### WHAT THE EXERCISE ASKS
Return the following passage about sharks and the Outer Cape verbatim, from its first sentence to its last.

— Start of TEXT SHOWN —

The Outer Cape, we like to think, isn’t quite as scary this year as last year. At least our slowly reforesting landscape can’t be confused with the dark forest in the Wizard of Oz, where Dorothy posed a question asked countless times by travelers here: “Do you suppose we’ll meet any wild animals?”
The answer is yes, of course. And for some, that is precisely the reason for coming to a place where wild things are. We do have great white sharks, which have been critical to the summer suspense narrative here since long before the movie Jaws.
The New York Times Magazine made sure everyone was aware of this with its cover story “Fear on Cape Cod as Sharks Hunt Again” last Oct. 20. There were a few problems with that article. Mainly this: sharks took no humans here last summer. They kept to their traditional diet. Our species coexisted, at least on the Outer Cape. The ancient chill of shark horror existed last summer, but only as potential energy. Phew.
Yet the Times Magazine story was instructive in suggesting that our media have failed to give due attention to things one should have been afraid of.

— End of TEXT SHOWN —
— Start of ENTRIES SHOWN —

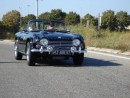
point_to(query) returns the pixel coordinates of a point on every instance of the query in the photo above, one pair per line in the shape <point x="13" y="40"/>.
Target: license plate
<point x="61" y="52"/>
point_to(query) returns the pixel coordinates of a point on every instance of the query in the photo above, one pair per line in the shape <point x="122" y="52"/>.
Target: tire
<point x="17" y="54"/>
<point x="78" y="58"/>
<point x="30" y="56"/>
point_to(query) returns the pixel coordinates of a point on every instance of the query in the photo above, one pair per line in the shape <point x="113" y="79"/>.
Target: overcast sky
<point x="81" y="7"/>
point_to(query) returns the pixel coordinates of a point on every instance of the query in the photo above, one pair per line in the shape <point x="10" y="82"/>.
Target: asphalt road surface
<point x="100" y="76"/>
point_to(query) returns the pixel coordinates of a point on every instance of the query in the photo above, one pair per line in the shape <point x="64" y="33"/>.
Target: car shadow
<point x="91" y="62"/>
<point x="88" y="62"/>
<point x="9" y="62"/>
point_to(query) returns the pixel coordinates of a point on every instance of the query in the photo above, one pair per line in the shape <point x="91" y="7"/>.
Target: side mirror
<point x="68" y="30"/>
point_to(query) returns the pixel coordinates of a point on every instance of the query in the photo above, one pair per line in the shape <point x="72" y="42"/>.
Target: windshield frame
<point x="33" y="25"/>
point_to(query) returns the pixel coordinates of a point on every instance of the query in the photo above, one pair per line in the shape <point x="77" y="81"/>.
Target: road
<point x="100" y="76"/>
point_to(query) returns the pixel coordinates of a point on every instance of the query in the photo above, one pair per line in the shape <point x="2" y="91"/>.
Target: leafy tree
<point x="90" y="19"/>
<point x="11" y="20"/>
<point x="121" y="18"/>
<point x="27" y="18"/>
<point x="57" y="14"/>
<point x="109" y="20"/>
<point x="72" y="18"/>
<point x="45" y="15"/>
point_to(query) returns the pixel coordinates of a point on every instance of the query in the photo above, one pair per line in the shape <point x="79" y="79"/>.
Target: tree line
<point x="12" y="20"/>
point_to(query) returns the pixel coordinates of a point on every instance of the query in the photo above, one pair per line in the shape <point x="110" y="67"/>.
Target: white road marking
<point x="117" y="56"/>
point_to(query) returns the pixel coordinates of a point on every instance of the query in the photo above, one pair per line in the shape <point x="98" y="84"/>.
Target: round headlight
<point x="44" y="42"/>
<point x="76" y="42"/>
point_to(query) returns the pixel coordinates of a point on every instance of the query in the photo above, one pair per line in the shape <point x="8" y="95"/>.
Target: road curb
<point x="112" y="51"/>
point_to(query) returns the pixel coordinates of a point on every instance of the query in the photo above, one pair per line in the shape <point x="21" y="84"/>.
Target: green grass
<point x="104" y="38"/>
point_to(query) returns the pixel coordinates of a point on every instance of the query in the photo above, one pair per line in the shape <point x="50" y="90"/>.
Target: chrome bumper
<point x="41" y="50"/>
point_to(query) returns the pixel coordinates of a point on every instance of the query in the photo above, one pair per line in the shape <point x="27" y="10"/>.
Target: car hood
<point x="55" y="36"/>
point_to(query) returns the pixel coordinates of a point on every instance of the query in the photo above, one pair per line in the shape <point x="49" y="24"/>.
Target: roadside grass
<point x="104" y="38"/>
<point x="93" y="38"/>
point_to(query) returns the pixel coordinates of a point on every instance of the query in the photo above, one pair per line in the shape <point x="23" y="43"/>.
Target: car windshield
<point x="46" y="25"/>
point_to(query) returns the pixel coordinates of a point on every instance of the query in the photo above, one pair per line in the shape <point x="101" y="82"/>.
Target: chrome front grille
<point x="61" y="43"/>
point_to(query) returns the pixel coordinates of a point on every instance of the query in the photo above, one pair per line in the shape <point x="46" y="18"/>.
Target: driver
<point x="50" y="26"/>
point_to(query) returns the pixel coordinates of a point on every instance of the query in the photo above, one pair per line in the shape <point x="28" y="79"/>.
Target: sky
<point x="81" y="7"/>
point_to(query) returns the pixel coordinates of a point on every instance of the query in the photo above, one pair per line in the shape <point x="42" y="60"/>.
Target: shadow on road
<point x="10" y="62"/>
<point x="91" y="62"/>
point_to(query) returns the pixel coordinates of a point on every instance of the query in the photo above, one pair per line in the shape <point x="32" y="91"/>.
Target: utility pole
<point x="99" y="21"/>
<point x="37" y="9"/>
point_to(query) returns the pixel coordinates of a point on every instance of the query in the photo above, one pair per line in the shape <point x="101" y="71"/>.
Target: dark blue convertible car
<point x="48" y="39"/>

— End of ENTRIES SHOWN —

### ANSWER TO THE PROBLEM
The Outer Cape, we like to think, isn’t quite as scary this year as last year. At least our slowly reforesting landscape can’t be confused with the dark forest in the Wizard of Oz, where Dorothy posed a question asked countless times by travelers here: “Do you suppose we’ll meet any wild animals?”
The answer is yes, of course. And for some, that is precisely the reason for coming to a place where wild things are. We do have great white sharks, which have been critical to the summer suspense narrative here since long before the movie Jaws.
The New York Times Magazine made sure everyone was aware of this with its cover story “Fear on Cape Cod as Sharks Hunt Again” last Oct. 20. There were a few problems with that article. Mainly this: sharks took no humans here last summer. They kept to their traditional diet. Our species coexisted, at least on the Outer Cape. The ancient chill of shark horror existed last summer, but only as potential energy. Phew.
Yet the Times Magazine story was instructive in suggesting that our media have failed to give due attention to things one should have been afraid of.